= Prompt =
Print all of the records below again without a single difference.

Exercise materials: Begin

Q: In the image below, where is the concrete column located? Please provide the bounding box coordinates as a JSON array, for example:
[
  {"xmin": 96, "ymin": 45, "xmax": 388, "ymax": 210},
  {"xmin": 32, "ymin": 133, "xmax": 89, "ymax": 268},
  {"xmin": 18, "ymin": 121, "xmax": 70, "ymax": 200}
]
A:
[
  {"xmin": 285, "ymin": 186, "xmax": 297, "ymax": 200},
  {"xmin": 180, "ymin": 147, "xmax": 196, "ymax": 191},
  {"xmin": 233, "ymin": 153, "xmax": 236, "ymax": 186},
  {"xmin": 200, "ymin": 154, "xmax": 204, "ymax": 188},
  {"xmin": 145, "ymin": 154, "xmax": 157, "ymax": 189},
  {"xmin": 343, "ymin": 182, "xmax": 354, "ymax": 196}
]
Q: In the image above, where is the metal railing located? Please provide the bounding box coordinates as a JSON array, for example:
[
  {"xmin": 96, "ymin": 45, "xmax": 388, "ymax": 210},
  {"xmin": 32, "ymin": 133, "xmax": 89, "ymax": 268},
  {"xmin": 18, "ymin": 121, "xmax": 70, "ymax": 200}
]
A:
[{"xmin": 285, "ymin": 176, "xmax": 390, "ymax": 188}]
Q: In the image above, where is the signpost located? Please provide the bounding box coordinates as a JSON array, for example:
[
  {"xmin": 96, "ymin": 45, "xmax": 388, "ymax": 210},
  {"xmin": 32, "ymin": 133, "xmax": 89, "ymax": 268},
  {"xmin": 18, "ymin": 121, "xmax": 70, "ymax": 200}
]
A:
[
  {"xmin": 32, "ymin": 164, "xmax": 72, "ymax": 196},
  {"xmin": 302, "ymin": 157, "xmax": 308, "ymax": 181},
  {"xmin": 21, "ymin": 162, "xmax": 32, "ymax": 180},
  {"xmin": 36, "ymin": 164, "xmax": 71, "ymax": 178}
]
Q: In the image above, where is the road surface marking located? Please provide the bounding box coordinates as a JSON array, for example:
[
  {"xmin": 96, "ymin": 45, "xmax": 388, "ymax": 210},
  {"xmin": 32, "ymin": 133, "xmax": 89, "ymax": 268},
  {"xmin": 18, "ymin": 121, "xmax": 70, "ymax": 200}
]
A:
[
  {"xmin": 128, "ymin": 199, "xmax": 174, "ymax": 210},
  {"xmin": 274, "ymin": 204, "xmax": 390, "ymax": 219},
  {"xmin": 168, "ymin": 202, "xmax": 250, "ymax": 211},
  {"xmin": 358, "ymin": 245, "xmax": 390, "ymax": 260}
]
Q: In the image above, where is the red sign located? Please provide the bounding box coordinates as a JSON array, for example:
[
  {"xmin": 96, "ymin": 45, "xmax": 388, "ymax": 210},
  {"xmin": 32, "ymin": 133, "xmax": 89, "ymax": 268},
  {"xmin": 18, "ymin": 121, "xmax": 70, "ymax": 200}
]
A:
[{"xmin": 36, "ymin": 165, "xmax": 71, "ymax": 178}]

Exercise materials: End

= Task answer =
Q: In the image below, where is the concrete column located? Please provide the bounding box coordinates as a JSON array, for example:
[
  {"xmin": 96, "ymin": 45, "xmax": 388, "ymax": 210},
  {"xmin": 32, "ymin": 133, "xmax": 89, "ymax": 268},
  {"xmin": 18, "ymin": 121, "xmax": 70, "ymax": 200}
]
A:
[
  {"xmin": 285, "ymin": 186, "xmax": 297, "ymax": 200},
  {"xmin": 180, "ymin": 147, "xmax": 196, "ymax": 191},
  {"xmin": 233, "ymin": 153, "xmax": 236, "ymax": 186},
  {"xmin": 200, "ymin": 154, "xmax": 204, "ymax": 188},
  {"xmin": 145, "ymin": 154, "xmax": 157, "ymax": 189},
  {"xmin": 343, "ymin": 182, "xmax": 354, "ymax": 196}
]
Q: In the image above, where is the metal railing located? Please provide the bounding box coordinates as a JSON array, for example:
[
  {"xmin": 96, "ymin": 45, "xmax": 388, "ymax": 210},
  {"xmin": 32, "ymin": 133, "xmax": 89, "ymax": 268},
  {"xmin": 18, "ymin": 121, "xmax": 70, "ymax": 200}
]
A:
[{"xmin": 285, "ymin": 176, "xmax": 390, "ymax": 188}]
Q: In the image above, where is the signpost located? Please provide the bounding box coordinates as a JSON array, for example:
[
  {"xmin": 96, "ymin": 45, "xmax": 388, "ymax": 210},
  {"xmin": 32, "ymin": 133, "xmax": 89, "ymax": 268},
  {"xmin": 18, "ymin": 121, "xmax": 70, "ymax": 200}
]
A:
[
  {"xmin": 32, "ymin": 164, "xmax": 72, "ymax": 196},
  {"xmin": 302, "ymin": 157, "xmax": 308, "ymax": 181},
  {"xmin": 21, "ymin": 162, "xmax": 32, "ymax": 180},
  {"xmin": 36, "ymin": 164, "xmax": 71, "ymax": 178}
]
Q: In the image above, where is the road surface marking located? Please provide the bounding box coordinates as a JSON array, for example:
[
  {"xmin": 96, "ymin": 45, "xmax": 388, "ymax": 210},
  {"xmin": 32, "ymin": 133, "xmax": 89, "ymax": 268},
  {"xmin": 18, "ymin": 121, "xmax": 70, "ymax": 200}
]
A:
[
  {"xmin": 128, "ymin": 199, "xmax": 174, "ymax": 210},
  {"xmin": 274, "ymin": 204, "xmax": 390, "ymax": 219},
  {"xmin": 168, "ymin": 202, "xmax": 250, "ymax": 211},
  {"xmin": 358, "ymin": 245, "xmax": 390, "ymax": 260}
]
Q: In the image above, where is the red sign located? Please provide the bounding box coordinates as a JSON array, for example:
[
  {"xmin": 96, "ymin": 45, "xmax": 388, "ymax": 210},
  {"xmin": 32, "ymin": 133, "xmax": 89, "ymax": 268},
  {"xmin": 18, "ymin": 121, "xmax": 70, "ymax": 200}
]
A:
[{"xmin": 36, "ymin": 165, "xmax": 71, "ymax": 178}]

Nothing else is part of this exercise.